Stated problem 1 » According to the OpenCL text, on which types of hardware can OpenCL run?
Stated problem 2 » Pick up the OpenCL text after its last line and continue it.

Document text »
OpenCL framework is great at exposing parallel nature of various compute-devices: x86 CPUs, GPUs, FPGAs, DSPs. This can significantly lower the total execution time compared to conventional sequential methods.

5 questions on OpenCL

Q: Why is it so fast?

OpenCL framework gives programmers tools and features which enable them to implement efficient parallel algorithms. It does it by providing direct access to the cores of multi-core CPUs, and to the hundreds of little processors on graphics cards.

Q: Does it work on any type of hardware?

As it is an open standard, it can work on any type of hardware that targets parallel execution. This can be a CPU, GPU, DSP or FPGA. You can read more in Platforms and tools chapter.

Q: How does it compare to OpenMP/MPI?

Where OpenMP and MPI try to split loops over threads/servers and is CPU-oriented, OpenCL focuses on getting threads being data-position aware and making use of processor-capabilities.

Q: Does it replace C or C++?

Data extract »
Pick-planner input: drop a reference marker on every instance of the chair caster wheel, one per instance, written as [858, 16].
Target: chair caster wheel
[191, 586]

Written reply 1 » It can run on any hardware that targets parallel execution, such as a CPU, GPU, DSP or FPGA.

Written reply 2 »
No, it is a framework which integrates well with C, C++, Python, Java and more.

Q: How stable/mature is OpenCL?

First version of OpenCL was released in 2009. The latest version is OpenCL 2.1 from November 2015. The standard is being actively developed. Next version (2.2), which currently has provisional status, will include OpenCL C++ kernel language based C++14 standard.

Platforms and tools

SDKs And OpenCL Implementations

AMD OpenCL™ Accelerated Parallel Processing (APP) technology is a set of advanced hardware and software technologies that enable AMD graphics processing cores (GPU), working in concert with the system’s x86 cores (CPU), to execute heterogeneously to accelerate many applications beyond just graphics.

The SDK provides samples, documentation, and other materials. GPU drivers must be installed in order to run OpenCL programs on AMD GPUs.

Note

AMD Linux Catalyst driver are not being updated since 18.12.2015 (Crimson Edition 15.12). We recommend you to install and test AMDGPU-PRO driver (only OpenCL 1.2), or try AMD ROCm.

Supported hardware:

  • AMD GPU
  • AMD APU
  • x86 CPU

Supported OS:

  • Windows
  • Linux

Standards:

  • OpenCL 2.0 (AMD Catalyst/Crimson)
  • OpenCL 1.2 (AMDGPU-PRO)

See also

AMD ROCm (Partially Open Source)

ROCm is Open Source Platform for GPU Computing. ROCm 1.4 includes developer preview of OpenCL support (not yet open source in this release).

Supported hardware:

  • AMD GPU (limited list, GFX7 and GFX8 only - Hawaii, Fiji, Polaris)

Supported OS:

  • Linux (with a special ROCm kernel)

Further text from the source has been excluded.